» TASK INSTRUCTIONS: Rewrite the material below, putting "close-fitting bounding box" in place of "tight bounding box" wherever it occurs and leaving everything else unchanged.
═══ DATA EXCERPTS
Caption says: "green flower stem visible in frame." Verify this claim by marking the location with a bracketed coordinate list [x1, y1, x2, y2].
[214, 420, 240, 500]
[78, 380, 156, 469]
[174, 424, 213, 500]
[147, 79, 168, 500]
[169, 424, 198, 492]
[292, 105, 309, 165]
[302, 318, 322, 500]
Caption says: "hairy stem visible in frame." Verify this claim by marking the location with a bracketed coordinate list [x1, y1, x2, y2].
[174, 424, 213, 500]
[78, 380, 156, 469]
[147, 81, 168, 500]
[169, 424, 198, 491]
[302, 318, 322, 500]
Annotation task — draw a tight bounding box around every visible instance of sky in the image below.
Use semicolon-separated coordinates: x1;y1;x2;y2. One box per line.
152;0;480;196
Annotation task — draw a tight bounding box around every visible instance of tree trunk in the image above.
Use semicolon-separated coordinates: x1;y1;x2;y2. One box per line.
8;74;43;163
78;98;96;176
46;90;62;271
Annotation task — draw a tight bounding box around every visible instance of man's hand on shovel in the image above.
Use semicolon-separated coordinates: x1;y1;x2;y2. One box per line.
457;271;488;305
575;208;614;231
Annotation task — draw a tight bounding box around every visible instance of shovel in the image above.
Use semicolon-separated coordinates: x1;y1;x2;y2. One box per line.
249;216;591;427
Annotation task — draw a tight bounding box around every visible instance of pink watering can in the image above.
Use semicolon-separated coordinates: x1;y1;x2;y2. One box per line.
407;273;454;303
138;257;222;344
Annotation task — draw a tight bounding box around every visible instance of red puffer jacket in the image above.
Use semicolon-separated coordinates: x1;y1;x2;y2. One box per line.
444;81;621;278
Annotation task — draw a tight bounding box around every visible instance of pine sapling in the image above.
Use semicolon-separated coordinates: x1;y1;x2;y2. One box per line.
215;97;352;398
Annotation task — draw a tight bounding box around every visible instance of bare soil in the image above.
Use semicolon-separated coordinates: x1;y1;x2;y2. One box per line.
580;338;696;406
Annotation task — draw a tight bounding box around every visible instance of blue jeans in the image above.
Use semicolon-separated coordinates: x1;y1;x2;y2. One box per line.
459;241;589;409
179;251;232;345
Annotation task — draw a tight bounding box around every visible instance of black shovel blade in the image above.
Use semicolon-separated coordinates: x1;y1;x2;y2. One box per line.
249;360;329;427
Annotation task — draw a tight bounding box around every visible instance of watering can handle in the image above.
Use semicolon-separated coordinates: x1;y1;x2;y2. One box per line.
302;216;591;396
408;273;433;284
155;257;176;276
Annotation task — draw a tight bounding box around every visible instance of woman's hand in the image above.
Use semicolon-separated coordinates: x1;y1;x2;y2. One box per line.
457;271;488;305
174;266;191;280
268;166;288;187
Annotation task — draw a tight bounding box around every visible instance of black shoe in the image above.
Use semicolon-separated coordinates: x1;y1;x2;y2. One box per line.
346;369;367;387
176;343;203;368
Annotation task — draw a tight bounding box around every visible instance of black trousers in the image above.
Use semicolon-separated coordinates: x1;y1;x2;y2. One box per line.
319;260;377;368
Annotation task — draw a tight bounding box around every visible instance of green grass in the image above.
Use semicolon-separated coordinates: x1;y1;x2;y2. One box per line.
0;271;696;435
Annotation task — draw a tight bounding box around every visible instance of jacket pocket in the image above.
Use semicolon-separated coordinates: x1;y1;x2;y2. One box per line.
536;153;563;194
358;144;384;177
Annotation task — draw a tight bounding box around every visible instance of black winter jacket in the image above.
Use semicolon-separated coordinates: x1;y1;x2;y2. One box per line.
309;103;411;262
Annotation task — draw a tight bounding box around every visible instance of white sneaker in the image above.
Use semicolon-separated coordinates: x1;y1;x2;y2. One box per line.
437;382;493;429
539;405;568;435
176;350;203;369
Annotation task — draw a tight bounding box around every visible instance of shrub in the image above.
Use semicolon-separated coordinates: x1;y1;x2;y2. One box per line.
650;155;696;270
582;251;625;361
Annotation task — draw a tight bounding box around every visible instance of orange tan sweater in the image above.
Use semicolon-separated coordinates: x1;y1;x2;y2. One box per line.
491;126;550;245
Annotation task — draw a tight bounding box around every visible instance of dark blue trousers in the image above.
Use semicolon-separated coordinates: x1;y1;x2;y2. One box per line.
══════
» COMPLETE RESPONSE:
Caption says: "green flower stem visible in frame." Verify this claim by marking the location with a bracketed coordinate list [x1, y1, x2, y2].
[214, 420, 240, 500]
[78, 380, 156, 469]
[174, 424, 213, 500]
[147, 79, 168, 500]
[169, 424, 198, 492]
[292, 105, 309, 165]
[302, 318, 322, 500]
Caption says: "hairy stem visible in frame." Verify this claim by marking the location with a bracketed coordinate list [x1, y1, x2, y2].
[174, 424, 213, 500]
[78, 380, 156, 469]
[147, 81, 168, 500]
[169, 424, 198, 491]
[302, 318, 322, 500]
Annotation task — draw a close-fitting bounding box around every visible instance of sky in the image below.
Use semicolon-separated coordinates: x1;y1;x2;y2. One box per line.
152;0;480;196
Annotation task — draw a close-fitting bounding box around every visible instance of tree trunk in the image above.
Use semicolon-separated coordinates: x1;y1;x2;y2. One box per line.
8;74;43;163
78;98;96;176
46;90;62;271
Annotation task — draw a close-fitting bounding box around every visible instance of man's hand on shovel in the image above.
Use semicolon-separated coordinates: x1;y1;x2;y2. One box per line.
457;271;488;305
575;208;614;231
Annotation task — draw a close-fitting bounding box around every visible instance of shovel in the image above.
Use semicolon-separated coordinates: x1;y1;x2;y2. One box per line.
249;216;591;427
Annotation task — draw a close-fitting bounding box around every visible instance of pink watering can in the image above.
Use semicolon-separated coordinates: x1;y1;x2;y2. One box per line.
407;273;454;303
138;257;222;344
Annotation task — draw a close-fitting bounding box around every visible instance of red puffer jacket in the image above.
Use semicolon-separated coordinates: x1;y1;x2;y2. One box per line.
444;81;621;278
Annotation task — draw a close-fitting bounding box around every visible instance of pine sapling in the image above.
Use semicolon-separated coordinates: x1;y1;x2;y2. One box per line.
215;97;352;398
Annotation task — draw a close-fitting bounding box around every visible instance of bare soil in the image above.
Use semicolon-separated coordinates: x1;y1;x2;y2. One box per line.
580;338;696;406
Annotation task — draw a close-fitting bounding box around every visible instance of blue jeans in the image above.
Use semicolon-separated coordinates: x1;y1;x2;y2. One box per line.
459;241;589;409
179;251;232;345
Annotation task — draw a close-fitting bounding box around every visible instance of black shovel blade in the image above.
Use semicolon-separated coordinates: x1;y1;x2;y2. One box per line.
249;360;329;427
Annotation task — draw a close-fitting bounding box around every visible instance of watering can handle in the image above.
Use semicolon-separated coordinates: x1;y1;x2;y2. One box per line.
302;216;591;396
408;273;433;284
155;257;176;276
Annotation task — draw a close-fitting bounding box around every visible instance of woman's hand in the image above.
Use semicolon-separated coordinates: x1;y1;x2;y2. One box per line.
457;271;488;305
174;266;191;280
268;166;288;187
Annotation task — draw a close-fitting bounding box around every visible instance of black shoe in the image above.
Use semicolon-separated coordinates: x1;y1;x2;y2. One box per line.
346;369;367;387
176;343;203;368
Annotation task — draw a close-fitting bounding box around every visible instance of black trousers in the image above.
Use semicolon-separated coordinates: x1;y1;x2;y2. One box per line.
319;260;377;368
Annotation task — draw a close-fitting bounding box around every visible instance of green grass in the image above.
Use semicolon-separated coordinates: x1;y1;x2;y2. One box per line.
0;271;696;435
Annotation task — draw a close-fitting bounding box around every visible instance of jacket pocket in the image above.
Use semicolon-separated coordinates: x1;y1;x2;y2. One box per line.
536;153;563;194
358;144;384;177
Annotation task — draw a close-fitting bounding box around every visible instance of black winter jacket in the image above.
Use semicolon-separated coordinates: x1;y1;x2;y2. One box per line.
309;103;411;262
Annotation task — draw a close-fitting bounding box around every visible instance of white sneaker in the image above.
Use semicolon-separated coordinates: x1;y1;x2;y2. One box per line.
437;382;493;429
539;405;568;435
176;350;203;369
Annotation task — draw a close-fitting bounding box around every visible instance of shrub in the image above.
Use semicolon-separated coordinates: x1;y1;x2;y2. One box per line.
650;155;696;270
582;251;625;361
Annotation task — draw a close-fitting bounding box around every visible instance of orange tan sweater in the image above.
Use semicolon-separated coordinates: x1;y1;x2;y2. One box per line.
491;126;550;245
Annotation task — draw a close-fitting bounding box around every visible instance of dark blue trousers in the image above.
Use semicolon-separated coordinates: x1;y1;x2;y2. One box per line.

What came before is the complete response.